PROVIDED TEXT:
On 22 July, Villeneuve met Calder. The resulting battle off Finisterre was would have been considered a solid victory in earlier periods, but Nelson had already raised expectations at the Nile. With a smaller force, Calder captured two Spanish ships and forced Villeneuve to abandon his original plan. Instead, Villeneuve was forced to make for Vigo, an unsuitable refuge for his fleet. His morale suffered after the encounter, despite early claims of victory.
Demonstrating the superior seamanship of his fleet, Nelson had actually overtaken Villeneuve on the return journey, reaching Gibraltar on 20 July. There, news reached him that Villeneuve had been sighted heading further north, and so Nelson decided to follow. If he encountered the combined fleet, then he would offer battle, if not then he would join Admiral Cornwallis with the Western Squadron off Ushant, the heart of the British defences.
Nelson reached Cornwallis without any encounter. From there, he sailed for England, to make his report, and what would turn out to be his last few days with Emma. His reception in England after his arrive on 18 August was almost as dramatic as if he had won a great victory, rather than engaged in a futile chase, while the professional judgement on his actions was positive.
Having made his report, Nelson returned to Merton and to Emma, although it was clear that his mind was already on the next campaign. He did not have long to wait.
Nelson’s final days in England sometimes give the feeling of tragic inevitability. The last meeting with Emma, her own claim to have encouraged Nelson to accept the new command, even his own dairy, help give this the feel of a final chapter. This is slightly misleading. Nelson was always somewhat overdramatic, as his cry of ‘Westminster Abbey or Glorious Victory’ as he was about to board a Spanish ship at the battle of St, Vincent demonstrated. It was actually very rare for an Admiral to be killed during a victorious battle (although quite common on the defeated side).
Nelson had already worked out his plan for defeated the combined fleet while he was at Merton. His original plan was to split his fleet into three parts. The fastest ships he would place to the windward of the enemy, so that they could join the battle when and where would do the most damage. The remaining two thirds of the fleet would be split into two. One half would attack the enemy line one third of the way down, the other further back. The enemy fleet would be split into three. Their van (front) would be cut off from the battle, and in most wind conditions would be unable to play a part in the crucial part of the battle. The remaining two thirds would be forced into a ‘pell-mell battle’ – a confused melee – where the superiority of the British ships would guarantee victory. This was a radical break from the normal line of battle, even compared to Nelson’s earlier battles. Nelson christened it ‘the Nelson Touch’ (never a modest man!), and it formed the basis of his orders for the battle itself.

RECORDED INFORMATION:
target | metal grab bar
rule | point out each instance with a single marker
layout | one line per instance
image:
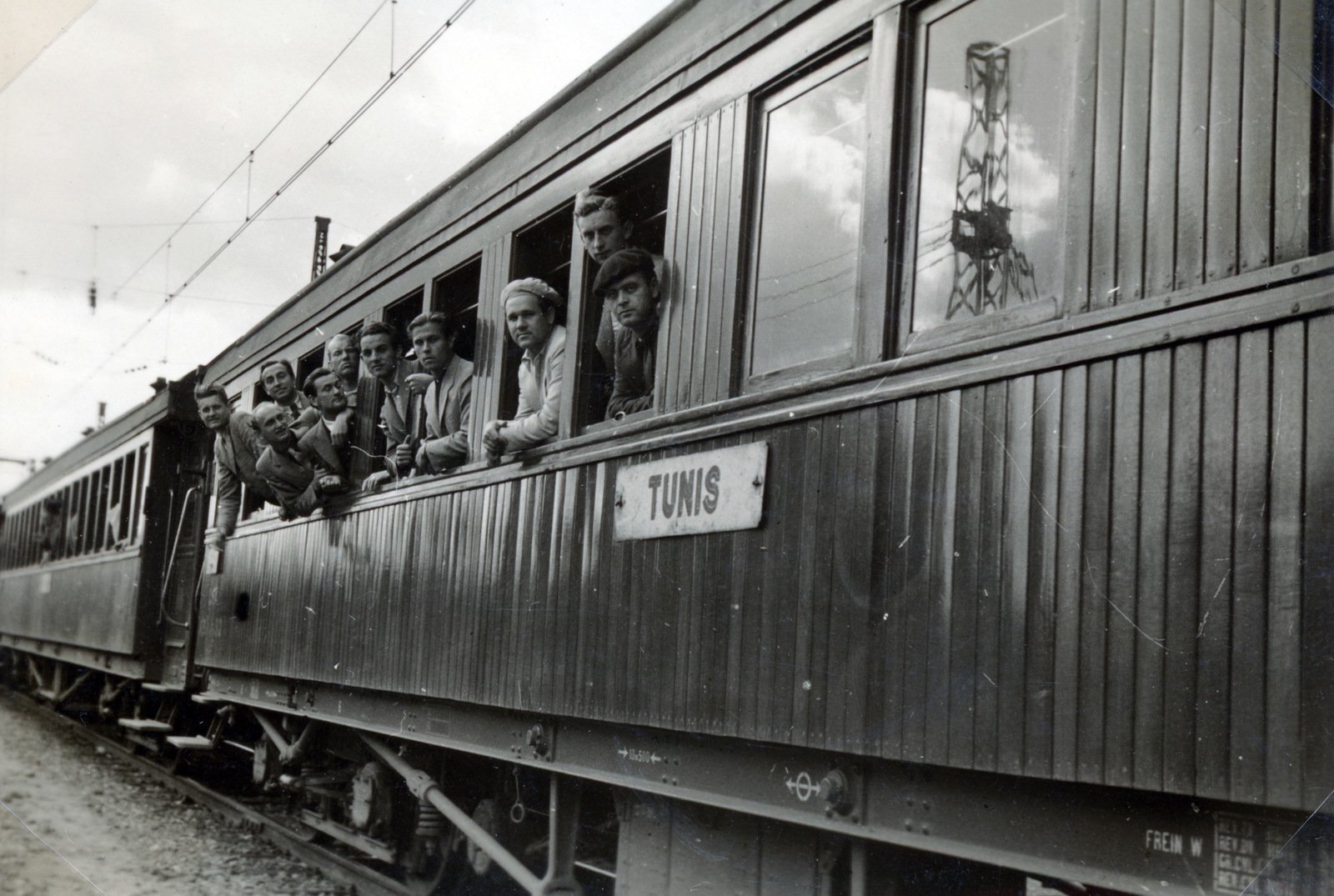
(171, 562)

REQUIRED ACTIONS:
a: From the Nelson passage, return everything from "Nelson reached Cornwallis" down to "long to wait.".
b: Resume the Nelson passage and carry it on past its last sentence.
The items have nothing to do with the Nelson passage.

TASK-BY-TASK OUTPUTS:
a:
Nelson reached Cornwallis without any encounter. From there, he sailed for England, to make his report, and what would turn out to be his last few days with Emma. His reception in England after his arrive on 18 August was almost as dramatic as if he had won a great victory, rather than engaged in a futile chase, while the professional judgement on his actions was positive.
Having made his report, Nelson returned to Merton and to Emma, although it was clear that his mind was already on the next campaign. He did not have long to wait.

b:
Nelson joined the fleet blockading Cadiz on 28 September 1805. By the time of the battle, he commanded a fleet of 32 ships of the line (although only 27 were available on the day), where once again he found many of his ‘band of brothers’. He faced a combined fleet of 33 ships of the line. Morale in the combined fleet was low. It had little or no cohesion, despite the shared experience of the Atlantic crossing. Villeneuve himself had no confidence in his ability to beat the Royal Navy, and seems to have had a dread of Nelson ever since escaping from the battle of the Nile.
Left to himself, Villeneuve would have stayed in Cadiz, frustrating Nelson. However, Napoleon had decided on a new plan. The fleet was needed at Naples, and Napoleon had lost all confidence in Villeneuve. New orders were sent out, informing Villeneuve that he was being replaced by Admiral Rosily. The new orders arrived while Rosily was stuck in Madrid. Villeneuve, hearing that Nelson was missing five ships away at Gibraltar, decided to risk everything on a dash into the Mediterranean.
Villeneuve started to sail on 19 October. Changeable winds slowed down his fleet, and it was not until the following morning that the entire combined fleet was at sea and ready to attempt its escape. This delay was disastrous. Any chance of getting past Nelson was gone – he had had nearly a day to reach the area of Cadiz, and was able to position himself in the straits of Gibraltar, ready to intercept Villeneuve. The following day saw the two fleets manoeuvre around each other, Villeneuve hoping to evade battle and Nelson hoping to force it.
At dawn on 21 October, it was clear that Nelson had won. The British fleet was positioned nine miles directly to the windward of the combined fleet, the perfect position to force battle. Villeneuve realised that his fleet was in a perilous position. If he continued toward the straits of Gibraltar, he was in danger of being attacked while strung out in the straits, with Nelson attacking his rear and any ships at Gibraltar, including the five members of Nelson’s own fleet that missed the battle, joining the attack. Accordingly, he decided to turn the fleet and make for the safety of Cadiz.
This order produced something close to chaos in the allied fleet, and convinced at least one Spanish captain that the fleet was doomed. The combined fleet was already disorganised before it attempted to turn. Even when battle was eventually joined, the combined fleet was still not in a clear line of battle.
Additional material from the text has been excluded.